(Entries from a point annotation set)
= = = = =

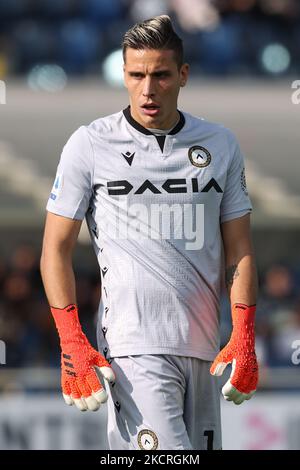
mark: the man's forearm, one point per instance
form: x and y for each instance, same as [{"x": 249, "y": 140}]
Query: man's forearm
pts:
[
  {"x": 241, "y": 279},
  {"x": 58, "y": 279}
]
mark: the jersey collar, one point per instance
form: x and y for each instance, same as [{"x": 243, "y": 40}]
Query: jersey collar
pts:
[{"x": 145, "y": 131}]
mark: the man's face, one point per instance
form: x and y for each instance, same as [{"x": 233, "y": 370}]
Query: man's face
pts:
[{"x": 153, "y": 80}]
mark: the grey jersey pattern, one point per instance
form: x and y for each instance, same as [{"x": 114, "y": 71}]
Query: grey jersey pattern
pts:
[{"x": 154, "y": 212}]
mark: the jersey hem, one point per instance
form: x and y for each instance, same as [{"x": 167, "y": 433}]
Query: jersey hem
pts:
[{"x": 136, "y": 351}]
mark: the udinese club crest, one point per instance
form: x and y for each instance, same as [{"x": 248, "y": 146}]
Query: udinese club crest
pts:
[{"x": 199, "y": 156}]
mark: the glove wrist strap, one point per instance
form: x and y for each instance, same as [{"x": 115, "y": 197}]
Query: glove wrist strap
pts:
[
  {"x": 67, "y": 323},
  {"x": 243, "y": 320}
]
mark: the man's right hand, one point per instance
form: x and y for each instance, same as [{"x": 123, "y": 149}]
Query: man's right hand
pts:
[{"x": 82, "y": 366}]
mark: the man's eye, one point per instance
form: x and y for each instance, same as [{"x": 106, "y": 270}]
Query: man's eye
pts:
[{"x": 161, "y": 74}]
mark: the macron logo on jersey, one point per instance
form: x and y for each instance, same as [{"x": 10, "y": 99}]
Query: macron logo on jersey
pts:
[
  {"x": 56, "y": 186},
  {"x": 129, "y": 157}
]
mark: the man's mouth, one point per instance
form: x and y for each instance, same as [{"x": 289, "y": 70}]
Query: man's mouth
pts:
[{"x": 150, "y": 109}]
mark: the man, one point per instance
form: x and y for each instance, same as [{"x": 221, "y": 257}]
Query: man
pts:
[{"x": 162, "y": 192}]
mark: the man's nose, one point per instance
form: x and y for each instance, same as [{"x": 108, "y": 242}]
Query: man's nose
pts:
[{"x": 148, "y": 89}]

= = = = =

Reproduce the entries above without change, omitting all pictures.

mark: the man's forearm, one point per instance
form: x and y for each instance, same as [{"x": 249, "y": 140}]
Query: man's forearm
pts:
[
  {"x": 241, "y": 279},
  {"x": 58, "y": 279}
]
mark: the jersey collar, one point per instance
form: x and y for each instance, same as [{"x": 243, "y": 40}]
Query: jersey collar
pts:
[{"x": 145, "y": 131}]
mark: the man's face, one point per instance
form: x and y for each instance, same as [{"x": 233, "y": 370}]
Query: man's face
pts:
[{"x": 153, "y": 80}]
mark: the grey jersey pattern, one point per instance
form: x and y for each instance, same as [{"x": 114, "y": 71}]
Query: grey jersey pattern
pts:
[{"x": 154, "y": 212}]
mark: the jersey hem, one point per instance
form: x and y for each instance, same as [{"x": 167, "y": 433}]
Query: jersey hem
pts:
[{"x": 136, "y": 351}]
mark: the udinese club crest, one point per instance
form: x and y for each instance, same as [{"x": 248, "y": 146}]
Query: udinese club crest
pts:
[{"x": 199, "y": 156}]
mark: the glove wrist strap, one point per instance
form: x and y for each instance, same as [{"x": 115, "y": 197}]
Query: glove wrist strap
pts:
[
  {"x": 67, "y": 323},
  {"x": 243, "y": 320}
]
mark: the man's right hand, one point per instance
form: x and y for each instance, same as [{"x": 123, "y": 149}]
Query: man's right hand
pts:
[{"x": 82, "y": 366}]
mark: the man's eye, one point per instance
form: x and y for each instance, same as [{"x": 106, "y": 270}]
Query: man's eye
pts:
[{"x": 161, "y": 74}]
mark: the macron logo on jersey, one point per instance
form: x and y for each instance, same as [{"x": 10, "y": 99}]
Query: macron logo on jersey
pts:
[
  {"x": 56, "y": 186},
  {"x": 129, "y": 157}
]
mark: the man's mouth, one point per instance
form: x and y for each instance, same as [{"x": 289, "y": 70}]
Query: man's mouth
pts:
[{"x": 150, "y": 109}]
mark: the man, one point per instance
form: x and y for each instance, same as [{"x": 221, "y": 257}]
Query: man
pts:
[{"x": 162, "y": 192}]
mark: the man's nose, one point per instance
form: x and y for each instance, same as [{"x": 108, "y": 242}]
Query: man's nose
pts:
[{"x": 148, "y": 89}]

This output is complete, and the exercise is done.